** begin Rows **

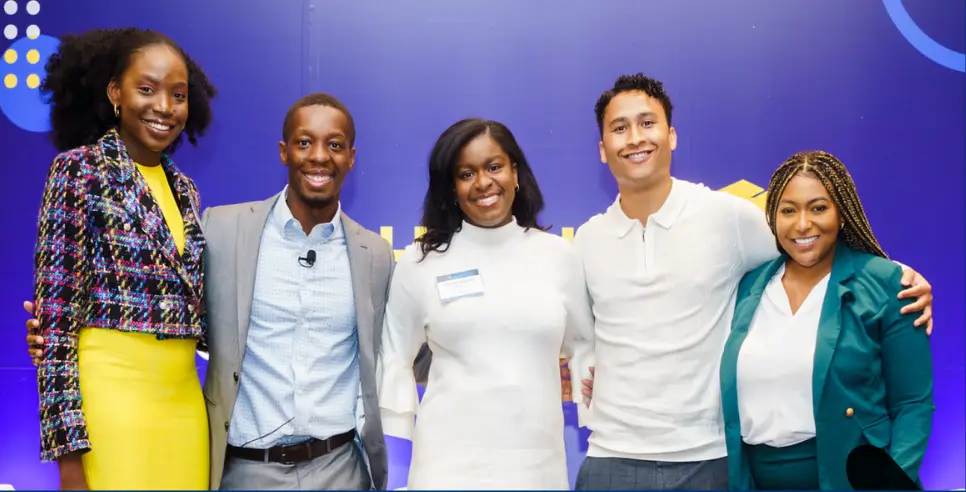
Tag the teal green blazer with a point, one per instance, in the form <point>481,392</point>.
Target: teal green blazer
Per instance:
<point>872,380</point>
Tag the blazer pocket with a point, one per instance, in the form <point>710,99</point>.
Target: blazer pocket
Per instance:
<point>879,432</point>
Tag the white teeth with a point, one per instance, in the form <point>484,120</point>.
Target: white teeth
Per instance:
<point>158,126</point>
<point>486,202</point>
<point>318,178</point>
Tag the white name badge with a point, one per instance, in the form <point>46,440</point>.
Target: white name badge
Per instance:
<point>461,284</point>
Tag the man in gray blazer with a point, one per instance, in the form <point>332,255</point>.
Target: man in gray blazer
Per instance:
<point>295,297</point>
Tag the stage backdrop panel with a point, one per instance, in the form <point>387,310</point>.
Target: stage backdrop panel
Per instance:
<point>877,83</point>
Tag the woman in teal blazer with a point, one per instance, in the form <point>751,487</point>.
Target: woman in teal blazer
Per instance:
<point>820,360</point>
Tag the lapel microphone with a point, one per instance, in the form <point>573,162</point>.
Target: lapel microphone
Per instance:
<point>308,260</point>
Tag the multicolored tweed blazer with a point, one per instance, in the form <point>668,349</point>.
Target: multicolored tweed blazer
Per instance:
<point>106,258</point>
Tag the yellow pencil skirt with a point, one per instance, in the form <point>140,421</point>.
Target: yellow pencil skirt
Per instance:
<point>145,413</point>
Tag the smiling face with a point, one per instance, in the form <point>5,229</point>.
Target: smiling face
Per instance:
<point>637,140</point>
<point>485,182</point>
<point>807,222</point>
<point>318,156</point>
<point>152,98</point>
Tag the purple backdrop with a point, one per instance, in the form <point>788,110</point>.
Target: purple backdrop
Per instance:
<point>877,83</point>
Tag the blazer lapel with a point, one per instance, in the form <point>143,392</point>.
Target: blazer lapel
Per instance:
<point>830,323</point>
<point>140,204</point>
<point>360,266</point>
<point>251,223</point>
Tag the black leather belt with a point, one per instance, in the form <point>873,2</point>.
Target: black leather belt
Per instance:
<point>295,453</point>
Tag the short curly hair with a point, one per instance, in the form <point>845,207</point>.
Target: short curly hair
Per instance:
<point>636,82</point>
<point>79,72</point>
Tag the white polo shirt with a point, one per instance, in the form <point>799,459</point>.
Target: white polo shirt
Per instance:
<point>663,295</point>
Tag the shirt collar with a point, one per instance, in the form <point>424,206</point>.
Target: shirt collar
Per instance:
<point>664,217</point>
<point>290,228</point>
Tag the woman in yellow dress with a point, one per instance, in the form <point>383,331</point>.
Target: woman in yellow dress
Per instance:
<point>118,266</point>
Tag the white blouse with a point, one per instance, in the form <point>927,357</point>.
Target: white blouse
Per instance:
<point>775,367</point>
<point>491,416</point>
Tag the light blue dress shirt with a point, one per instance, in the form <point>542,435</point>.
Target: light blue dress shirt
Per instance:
<point>300,375</point>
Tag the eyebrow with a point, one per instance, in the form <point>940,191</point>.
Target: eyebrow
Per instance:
<point>811,201</point>
<point>624,119</point>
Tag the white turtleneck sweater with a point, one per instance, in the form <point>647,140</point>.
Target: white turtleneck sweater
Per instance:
<point>491,416</point>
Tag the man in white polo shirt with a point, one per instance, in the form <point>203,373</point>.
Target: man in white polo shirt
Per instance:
<point>662,266</point>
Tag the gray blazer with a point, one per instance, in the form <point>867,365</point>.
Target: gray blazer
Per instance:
<point>233,234</point>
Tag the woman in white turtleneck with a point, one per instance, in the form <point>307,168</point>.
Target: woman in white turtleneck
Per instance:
<point>498,300</point>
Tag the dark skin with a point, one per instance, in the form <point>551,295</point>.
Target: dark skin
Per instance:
<point>152,98</point>
<point>318,155</point>
<point>485,182</point>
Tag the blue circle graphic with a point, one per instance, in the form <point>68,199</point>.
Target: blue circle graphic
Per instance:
<point>921,41</point>
<point>22,105</point>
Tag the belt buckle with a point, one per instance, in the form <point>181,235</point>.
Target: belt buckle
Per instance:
<point>284,458</point>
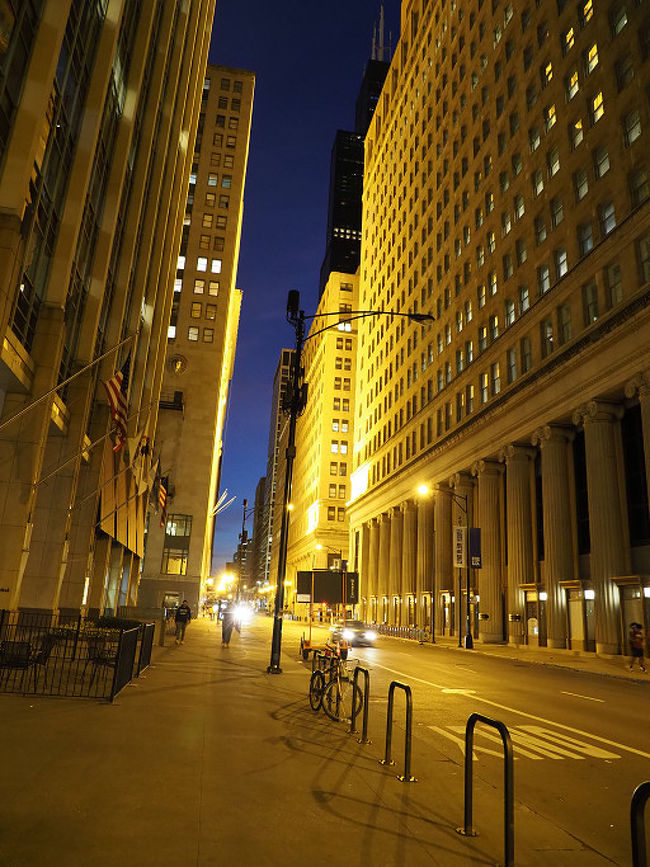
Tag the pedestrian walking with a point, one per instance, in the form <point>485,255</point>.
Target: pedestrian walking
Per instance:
<point>228,623</point>
<point>182,618</point>
<point>636,639</point>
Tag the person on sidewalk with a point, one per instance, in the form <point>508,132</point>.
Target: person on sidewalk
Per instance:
<point>636,640</point>
<point>228,623</point>
<point>182,618</point>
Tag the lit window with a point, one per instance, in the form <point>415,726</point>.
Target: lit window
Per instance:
<point>591,58</point>
<point>597,107</point>
<point>631,127</point>
<point>572,86</point>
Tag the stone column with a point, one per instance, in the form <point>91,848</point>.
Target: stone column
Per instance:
<point>520,535</point>
<point>373,561</point>
<point>641,385</point>
<point>409,548</point>
<point>608,556</point>
<point>363,558</point>
<point>462,516</point>
<point>396,530</point>
<point>383,574</point>
<point>558,536</point>
<point>424,557</point>
<point>443,571</point>
<point>489,576</point>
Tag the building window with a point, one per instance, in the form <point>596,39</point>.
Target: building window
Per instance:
<point>597,107</point>
<point>639,190</point>
<point>631,127</point>
<point>543,279</point>
<point>546,331</point>
<point>561,262</point>
<point>613,284</point>
<point>524,299</point>
<point>557,211</point>
<point>580,184</point>
<point>585,238</point>
<point>601,161</point>
<point>526,354</point>
<point>607,218</point>
<point>590,302</point>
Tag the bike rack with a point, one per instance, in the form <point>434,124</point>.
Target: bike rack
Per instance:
<point>637,807</point>
<point>366,696</point>
<point>387,760</point>
<point>509,808</point>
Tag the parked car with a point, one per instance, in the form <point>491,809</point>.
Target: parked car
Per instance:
<point>355,632</point>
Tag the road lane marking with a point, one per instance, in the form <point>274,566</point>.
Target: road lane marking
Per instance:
<point>586,697</point>
<point>526,714</point>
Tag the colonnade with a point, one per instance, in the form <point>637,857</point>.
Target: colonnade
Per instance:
<point>523,498</point>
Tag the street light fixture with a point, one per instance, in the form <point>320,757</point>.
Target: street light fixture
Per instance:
<point>295,402</point>
<point>243,538</point>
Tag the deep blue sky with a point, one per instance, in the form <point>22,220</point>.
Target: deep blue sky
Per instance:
<point>308,57</point>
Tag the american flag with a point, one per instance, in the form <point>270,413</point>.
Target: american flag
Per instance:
<point>163,484</point>
<point>116,389</point>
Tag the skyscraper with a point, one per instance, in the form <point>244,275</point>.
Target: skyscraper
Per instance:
<point>506,192</point>
<point>99,109</point>
<point>201,342</point>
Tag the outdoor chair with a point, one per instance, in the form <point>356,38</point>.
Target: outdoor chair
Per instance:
<point>14,656</point>
<point>102,654</point>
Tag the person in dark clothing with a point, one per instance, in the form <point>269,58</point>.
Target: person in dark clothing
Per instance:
<point>228,623</point>
<point>637,641</point>
<point>182,618</point>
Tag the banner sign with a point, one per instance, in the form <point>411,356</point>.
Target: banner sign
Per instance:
<point>475,547</point>
<point>459,546</point>
<point>331,586</point>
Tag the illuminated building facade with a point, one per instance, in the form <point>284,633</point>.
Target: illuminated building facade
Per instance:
<point>506,192</point>
<point>201,343</point>
<point>100,102</point>
<point>318,529</point>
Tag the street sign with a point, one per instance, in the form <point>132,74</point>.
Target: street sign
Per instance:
<point>459,546</point>
<point>475,547</point>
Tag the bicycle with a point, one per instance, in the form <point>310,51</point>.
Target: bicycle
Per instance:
<point>341,693</point>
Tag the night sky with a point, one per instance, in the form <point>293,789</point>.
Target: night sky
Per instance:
<point>308,57</point>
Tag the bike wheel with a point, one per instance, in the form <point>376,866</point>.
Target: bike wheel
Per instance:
<point>316,690</point>
<point>337,701</point>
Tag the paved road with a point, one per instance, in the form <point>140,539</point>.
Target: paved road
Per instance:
<point>580,740</point>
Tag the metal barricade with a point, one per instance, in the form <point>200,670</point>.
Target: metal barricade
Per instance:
<point>637,825</point>
<point>366,699</point>
<point>509,809</point>
<point>408,734</point>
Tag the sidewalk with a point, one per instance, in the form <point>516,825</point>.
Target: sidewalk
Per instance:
<point>208,760</point>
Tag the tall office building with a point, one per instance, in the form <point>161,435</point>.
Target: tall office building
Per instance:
<point>201,343</point>
<point>318,529</point>
<point>343,239</point>
<point>274,486</point>
<point>100,103</point>
<point>506,192</point>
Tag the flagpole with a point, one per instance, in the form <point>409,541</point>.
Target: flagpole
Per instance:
<point>52,391</point>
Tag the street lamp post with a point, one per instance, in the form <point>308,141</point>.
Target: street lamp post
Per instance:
<point>461,502</point>
<point>243,539</point>
<point>296,402</point>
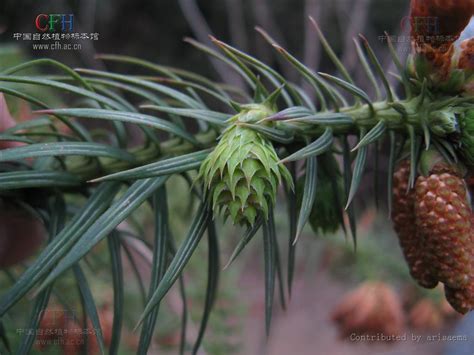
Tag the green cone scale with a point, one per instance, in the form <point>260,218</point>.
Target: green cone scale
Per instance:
<point>466,123</point>
<point>243,172</point>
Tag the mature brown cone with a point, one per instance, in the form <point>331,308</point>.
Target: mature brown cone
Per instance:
<point>403,217</point>
<point>372,308</point>
<point>462,300</point>
<point>443,217</point>
<point>436,25</point>
<point>466,58</point>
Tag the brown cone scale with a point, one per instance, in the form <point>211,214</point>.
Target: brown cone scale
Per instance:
<point>462,300</point>
<point>443,217</point>
<point>404,220</point>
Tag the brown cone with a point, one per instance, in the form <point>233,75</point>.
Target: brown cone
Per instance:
<point>443,217</point>
<point>403,217</point>
<point>462,300</point>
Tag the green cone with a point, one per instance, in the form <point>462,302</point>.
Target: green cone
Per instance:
<point>242,174</point>
<point>466,125</point>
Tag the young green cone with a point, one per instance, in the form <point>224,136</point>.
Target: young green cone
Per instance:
<point>243,172</point>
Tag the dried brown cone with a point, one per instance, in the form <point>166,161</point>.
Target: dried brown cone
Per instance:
<point>462,300</point>
<point>372,308</point>
<point>403,217</point>
<point>435,26</point>
<point>466,58</point>
<point>443,217</point>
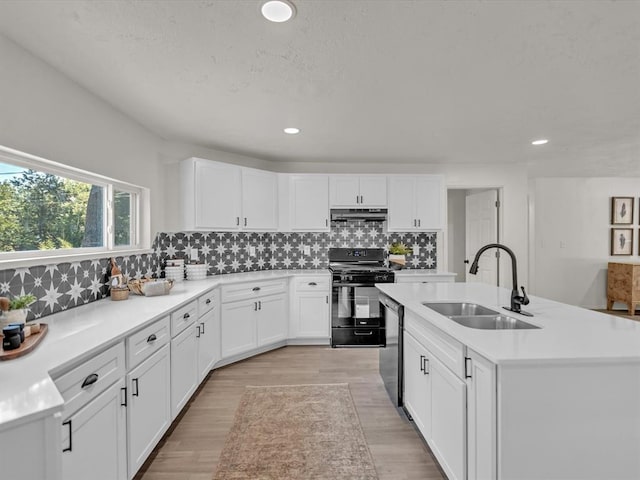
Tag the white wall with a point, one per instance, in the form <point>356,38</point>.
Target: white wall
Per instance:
<point>456,232</point>
<point>44,113</point>
<point>571,238</point>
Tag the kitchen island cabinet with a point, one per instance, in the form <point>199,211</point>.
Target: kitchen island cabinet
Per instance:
<point>526,404</point>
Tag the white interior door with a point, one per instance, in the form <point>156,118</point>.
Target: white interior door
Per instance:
<point>481,229</point>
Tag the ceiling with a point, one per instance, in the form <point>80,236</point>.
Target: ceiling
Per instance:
<point>366,81</point>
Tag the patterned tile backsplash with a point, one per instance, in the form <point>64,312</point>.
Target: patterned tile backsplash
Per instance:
<point>61,286</point>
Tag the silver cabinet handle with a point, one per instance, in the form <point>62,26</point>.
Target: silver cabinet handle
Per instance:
<point>69,448</point>
<point>90,380</point>
<point>426,368</point>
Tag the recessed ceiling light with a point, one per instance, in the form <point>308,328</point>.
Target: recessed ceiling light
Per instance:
<point>278,10</point>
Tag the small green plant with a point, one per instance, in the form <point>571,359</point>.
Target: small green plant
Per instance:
<point>23,301</point>
<point>399,248</point>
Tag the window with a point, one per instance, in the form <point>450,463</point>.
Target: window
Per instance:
<point>48,209</point>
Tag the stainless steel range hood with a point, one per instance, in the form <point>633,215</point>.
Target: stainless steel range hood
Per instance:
<point>358,214</point>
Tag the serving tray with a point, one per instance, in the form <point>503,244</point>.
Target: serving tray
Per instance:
<point>29,344</point>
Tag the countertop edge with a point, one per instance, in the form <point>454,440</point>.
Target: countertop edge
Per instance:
<point>40,378</point>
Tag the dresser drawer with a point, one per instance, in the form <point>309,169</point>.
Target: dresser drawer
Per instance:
<point>183,317</point>
<point>312,284</point>
<point>207,301</point>
<point>146,342</point>
<point>81,384</point>
<point>243,291</point>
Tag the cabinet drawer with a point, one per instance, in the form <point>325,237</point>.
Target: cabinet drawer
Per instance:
<point>312,284</point>
<point>242,291</point>
<point>81,384</point>
<point>183,317</point>
<point>144,343</point>
<point>207,301</point>
<point>448,350</point>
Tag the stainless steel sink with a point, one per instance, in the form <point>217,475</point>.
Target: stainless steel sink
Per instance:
<point>491,322</point>
<point>459,309</point>
<point>472,315</point>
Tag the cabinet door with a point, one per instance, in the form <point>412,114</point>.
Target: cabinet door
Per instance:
<point>238,327</point>
<point>273,321</point>
<point>344,190</point>
<point>448,421</point>
<point>208,336</point>
<point>259,200</point>
<point>481,418</point>
<point>149,410</point>
<point>310,203</point>
<point>184,369</point>
<point>373,191</point>
<point>428,202</point>
<point>94,439</point>
<point>402,217</point>
<point>217,196</point>
<point>417,384</point>
<point>311,311</point>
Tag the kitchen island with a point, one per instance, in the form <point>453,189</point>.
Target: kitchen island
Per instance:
<point>561,401</point>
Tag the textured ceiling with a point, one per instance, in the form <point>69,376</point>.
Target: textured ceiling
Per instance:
<point>366,81</point>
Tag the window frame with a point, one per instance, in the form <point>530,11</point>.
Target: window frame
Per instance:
<point>138,224</point>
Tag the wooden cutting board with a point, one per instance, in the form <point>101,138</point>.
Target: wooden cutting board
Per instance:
<point>29,344</point>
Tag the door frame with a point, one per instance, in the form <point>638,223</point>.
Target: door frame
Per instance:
<point>446,243</point>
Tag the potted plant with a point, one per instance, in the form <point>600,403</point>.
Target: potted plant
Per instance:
<point>15,310</point>
<point>397,254</point>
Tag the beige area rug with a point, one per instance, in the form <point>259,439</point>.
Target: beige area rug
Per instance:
<point>301,432</point>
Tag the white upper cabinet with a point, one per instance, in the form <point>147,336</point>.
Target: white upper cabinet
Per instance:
<point>309,203</point>
<point>259,200</point>
<point>358,191</point>
<point>416,203</point>
<point>219,196</point>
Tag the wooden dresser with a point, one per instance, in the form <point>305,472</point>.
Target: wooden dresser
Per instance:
<point>623,285</point>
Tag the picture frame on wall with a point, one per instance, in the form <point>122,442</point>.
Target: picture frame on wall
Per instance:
<point>622,210</point>
<point>622,241</point>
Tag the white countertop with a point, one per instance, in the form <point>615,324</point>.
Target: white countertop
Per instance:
<point>424,271</point>
<point>26,388</point>
<point>567,333</point>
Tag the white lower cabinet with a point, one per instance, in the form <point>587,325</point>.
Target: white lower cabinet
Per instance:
<point>481,418</point>
<point>149,408</point>
<point>238,327</point>
<point>417,385</point>
<point>454,408</point>
<point>184,368</point>
<point>94,439</point>
<point>448,419</point>
<point>208,341</point>
<point>253,316</point>
<point>310,309</point>
<point>272,319</point>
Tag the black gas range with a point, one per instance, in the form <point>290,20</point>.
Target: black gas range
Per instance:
<point>356,317</point>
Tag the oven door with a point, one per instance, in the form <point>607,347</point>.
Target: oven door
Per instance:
<point>355,305</point>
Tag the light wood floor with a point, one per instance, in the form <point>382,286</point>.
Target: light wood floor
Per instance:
<point>190,451</point>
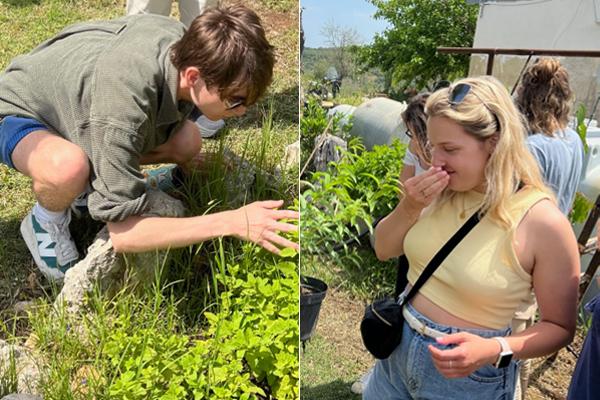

** end Rows **

Recast only the entries starting at the line containing "Tag the street light" and ending at the line containing "<point>116,389</point>", both included, as a two-column CSV with the headers entry_text and answer. Give one row per entry, put each field in quotes, and replace line breaks with spaces.

entry_text,answer
"Tag the street light fixture with a point, one per instance, in the form <point>320,757</point>. Target: street light fixture Per instance:","<point>295,402</point> <point>243,538</point>"
"Tag the deep blue sky with a point, one per instance, in the form <point>22,220</point>. Target: deep blue sky Per instance:","<point>308,57</point>"
"Tag the american flag with a point, one per instance, in the form <point>270,413</point>. Target: american flag Per instance:","<point>163,484</point> <point>116,389</point>"